(Stored data entries)
+ + +

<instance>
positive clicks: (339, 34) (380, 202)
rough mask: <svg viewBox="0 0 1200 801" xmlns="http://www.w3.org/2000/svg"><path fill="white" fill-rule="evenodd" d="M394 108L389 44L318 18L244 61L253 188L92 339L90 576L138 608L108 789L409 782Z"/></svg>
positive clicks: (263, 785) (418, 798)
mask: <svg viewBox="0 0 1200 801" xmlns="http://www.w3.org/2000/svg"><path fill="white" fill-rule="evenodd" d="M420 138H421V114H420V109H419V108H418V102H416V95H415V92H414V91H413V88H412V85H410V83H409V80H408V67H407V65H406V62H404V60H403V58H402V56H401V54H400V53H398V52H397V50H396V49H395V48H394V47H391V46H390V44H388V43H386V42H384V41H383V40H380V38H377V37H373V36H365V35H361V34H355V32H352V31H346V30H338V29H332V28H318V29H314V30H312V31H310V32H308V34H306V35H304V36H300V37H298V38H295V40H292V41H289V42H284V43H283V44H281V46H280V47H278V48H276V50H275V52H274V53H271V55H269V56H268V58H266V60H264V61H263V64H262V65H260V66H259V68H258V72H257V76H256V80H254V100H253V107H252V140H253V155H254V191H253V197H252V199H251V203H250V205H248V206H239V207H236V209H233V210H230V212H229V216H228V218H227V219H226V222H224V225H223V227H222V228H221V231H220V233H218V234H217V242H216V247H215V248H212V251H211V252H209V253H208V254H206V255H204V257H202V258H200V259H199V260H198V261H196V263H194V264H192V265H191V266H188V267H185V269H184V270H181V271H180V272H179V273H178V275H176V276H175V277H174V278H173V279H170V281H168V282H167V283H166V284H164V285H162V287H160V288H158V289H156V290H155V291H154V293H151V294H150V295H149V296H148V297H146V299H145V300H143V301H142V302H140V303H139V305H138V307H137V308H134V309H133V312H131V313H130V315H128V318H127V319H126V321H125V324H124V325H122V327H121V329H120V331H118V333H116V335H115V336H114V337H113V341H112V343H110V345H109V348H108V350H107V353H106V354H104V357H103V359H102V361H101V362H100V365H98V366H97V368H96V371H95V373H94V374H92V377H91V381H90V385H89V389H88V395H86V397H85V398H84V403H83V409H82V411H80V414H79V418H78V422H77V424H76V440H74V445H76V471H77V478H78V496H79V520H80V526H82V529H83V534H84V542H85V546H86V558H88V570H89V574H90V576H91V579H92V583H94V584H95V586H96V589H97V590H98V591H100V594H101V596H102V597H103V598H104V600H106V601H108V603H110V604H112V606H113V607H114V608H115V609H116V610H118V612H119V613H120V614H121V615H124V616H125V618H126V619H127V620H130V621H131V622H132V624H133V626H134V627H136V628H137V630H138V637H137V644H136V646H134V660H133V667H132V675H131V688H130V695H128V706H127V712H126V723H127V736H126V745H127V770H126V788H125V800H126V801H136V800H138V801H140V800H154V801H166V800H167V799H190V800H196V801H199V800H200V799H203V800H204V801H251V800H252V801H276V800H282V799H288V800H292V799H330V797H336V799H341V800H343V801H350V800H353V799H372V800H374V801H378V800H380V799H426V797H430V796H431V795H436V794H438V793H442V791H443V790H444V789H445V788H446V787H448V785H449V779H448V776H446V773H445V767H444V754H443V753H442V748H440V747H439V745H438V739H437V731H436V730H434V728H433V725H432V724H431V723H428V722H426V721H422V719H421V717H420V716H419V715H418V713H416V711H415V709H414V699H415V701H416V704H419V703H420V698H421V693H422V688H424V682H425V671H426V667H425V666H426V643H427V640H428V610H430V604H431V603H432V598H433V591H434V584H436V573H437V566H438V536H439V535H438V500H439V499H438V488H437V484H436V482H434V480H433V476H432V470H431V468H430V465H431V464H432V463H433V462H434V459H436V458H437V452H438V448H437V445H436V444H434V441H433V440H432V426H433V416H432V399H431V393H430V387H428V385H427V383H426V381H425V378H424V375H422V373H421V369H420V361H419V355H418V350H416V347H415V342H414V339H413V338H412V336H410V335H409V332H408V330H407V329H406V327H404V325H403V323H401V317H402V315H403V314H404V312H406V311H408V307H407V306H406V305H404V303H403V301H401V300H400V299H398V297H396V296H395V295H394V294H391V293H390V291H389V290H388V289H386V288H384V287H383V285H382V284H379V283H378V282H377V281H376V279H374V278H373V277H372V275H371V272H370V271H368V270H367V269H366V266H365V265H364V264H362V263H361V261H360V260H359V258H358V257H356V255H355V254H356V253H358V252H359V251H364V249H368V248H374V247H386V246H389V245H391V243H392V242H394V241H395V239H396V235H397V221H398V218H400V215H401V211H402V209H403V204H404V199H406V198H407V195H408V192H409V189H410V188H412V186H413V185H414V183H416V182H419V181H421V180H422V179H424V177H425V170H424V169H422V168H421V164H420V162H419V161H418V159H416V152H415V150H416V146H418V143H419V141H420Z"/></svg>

+ + +

#### [Task objective]
The records above need to be retyped in full, exactly as they stand.

#### [Exercise answer]
<instance>
positive clicks: (339, 34) (380, 202)
rough mask: <svg viewBox="0 0 1200 801" xmlns="http://www.w3.org/2000/svg"><path fill="white" fill-rule="evenodd" d="M394 108L389 44L318 18L244 61L253 188L92 339L90 576L138 608L108 789L409 782Z"/></svg>
positive clicks: (263, 785) (418, 798)
mask: <svg viewBox="0 0 1200 801" xmlns="http://www.w3.org/2000/svg"><path fill="white" fill-rule="evenodd" d="M420 138H421V114H420V109H419V108H418V102H416V95H415V92H414V91H413V88H412V85H410V83H409V80H408V67H407V65H406V62H404V60H403V58H402V56H401V54H400V53H398V52H397V50H396V49H395V48H394V47H391V46H390V44H388V43H386V42H384V41H383V40H380V38H377V37H373V36H365V35H361V34H355V32H352V31H346V30H338V29H332V28H318V29H314V30H312V31H310V32H308V34H306V35H304V36H300V37H298V38H295V40H292V41H289V42H284V43H283V44H281V46H280V47H278V48H276V50H275V52H274V53H271V55H269V56H268V58H266V60H264V61H263V64H262V65H260V66H259V68H258V72H257V76H256V80H254V100H253V107H252V140H253V155H254V191H253V197H252V199H251V203H250V205H248V206H239V207H236V209H233V210H230V212H229V216H228V218H227V219H226V222H224V225H223V227H222V228H221V231H220V233H218V234H217V242H216V247H215V248H212V251H211V252H209V253H208V254H206V255H204V257H202V258H200V259H199V260H198V261H196V263H194V264H192V265H191V266H188V267H185V269H184V270H181V271H180V272H179V273H178V275H176V276H175V277H174V278H173V279H170V281H168V282H167V283H166V284H164V285H162V287H160V288H158V289H156V290H155V291H154V293H151V294H150V295H149V296H148V297H146V299H145V300H143V301H142V302H140V303H139V305H138V307H137V308H134V309H133V312H131V313H130V315H128V318H127V319H126V321H125V324H124V325H122V327H121V329H120V331H118V333H116V335H115V336H114V337H113V341H112V343H110V345H109V348H108V350H107V353H106V354H104V357H103V359H102V361H101V362H100V365H98V366H97V368H96V371H95V373H94V374H92V377H91V381H90V385H89V389H88V395H86V397H85V398H84V403H83V409H82V411H80V414H79V418H78V422H77V424H76V440H74V445H76V471H77V478H78V496H79V520H80V526H82V529H83V534H84V542H85V546H86V558H88V570H89V574H90V576H91V579H92V583H94V584H95V586H96V589H97V590H98V591H100V594H101V596H102V597H103V598H104V600H106V601H108V603H110V604H112V606H113V607H114V608H115V609H116V610H118V612H119V613H120V614H121V615H124V616H125V618H126V619H127V620H130V621H131V622H132V624H133V626H134V627H136V628H137V630H138V637H137V644H136V646H134V660H133V667H132V675H131V688H130V695H128V706H127V712H126V723H127V736H126V745H127V770H126V788H125V800H126V801H136V800H138V801H140V800H154V801H166V800H167V799H190V800H196V801H199V800H200V799H203V800H204V801H251V800H252V801H276V800H282V799H288V800H292V799H330V797H336V799H341V800H343V801H350V800H353V799H372V800H374V801H378V800H380V799H426V797H430V796H431V795H436V794H438V793H442V791H443V790H444V789H445V788H446V787H448V785H449V779H448V776H446V773H445V767H444V754H443V753H442V748H440V747H439V745H438V739H437V731H436V730H434V728H433V725H432V724H431V723H428V722H426V721H422V719H421V717H420V716H419V715H418V713H416V711H415V709H414V699H415V701H416V704H419V703H420V698H421V693H422V688H424V682H425V671H426V667H425V666H426V643H427V640H428V610H430V604H431V603H432V598H433V591H434V584H436V573H437V566H438V536H439V535H438V500H439V499H438V488H437V484H436V482H434V480H433V476H432V470H431V468H430V465H431V464H432V463H433V462H434V459H436V458H437V452H438V448H437V445H436V444H434V441H433V440H432V426H433V416H432V399H431V393H430V387H428V385H427V383H426V381H425V378H424V375H422V373H421V369H420V361H419V355H418V350H416V347H415V342H414V339H413V338H412V336H410V335H409V332H408V330H407V329H406V327H404V325H403V323H401V317H402V315H403V314H404V312H406V311H408V307H407V306H406V305H404V303H403V301H401V300H400V299H398V297H396V296H395V295H394V294H391V293H390V291H389V290H388V289H386V288H384V287H383V285H382V284H379V283H378V282H377V281H376V279H374V278H373V277H372V275H371V272H370V271H368V270H367V269H366V266H365V265H364V264H362V263H361V261H360V260H359V258H358V257H356V255H355V254H356V253H358V252H359V251H364V249H368V248H374V247H386V246H389V245H391V243H392V242H394V241H395V239H396V235H397V221H398V218H400V215H401V211H402V209H403V204H404V199H406V198H407V195H408V192H409V189H410V188H412V186H413V185H414V183H416V182H419V181H421V180H422V179H424V177H425V170H424V169H422V168H421V164H420V162H419V161H418V159H416V152H415V150H416V146H418V143H419V141H420Z"/></svg>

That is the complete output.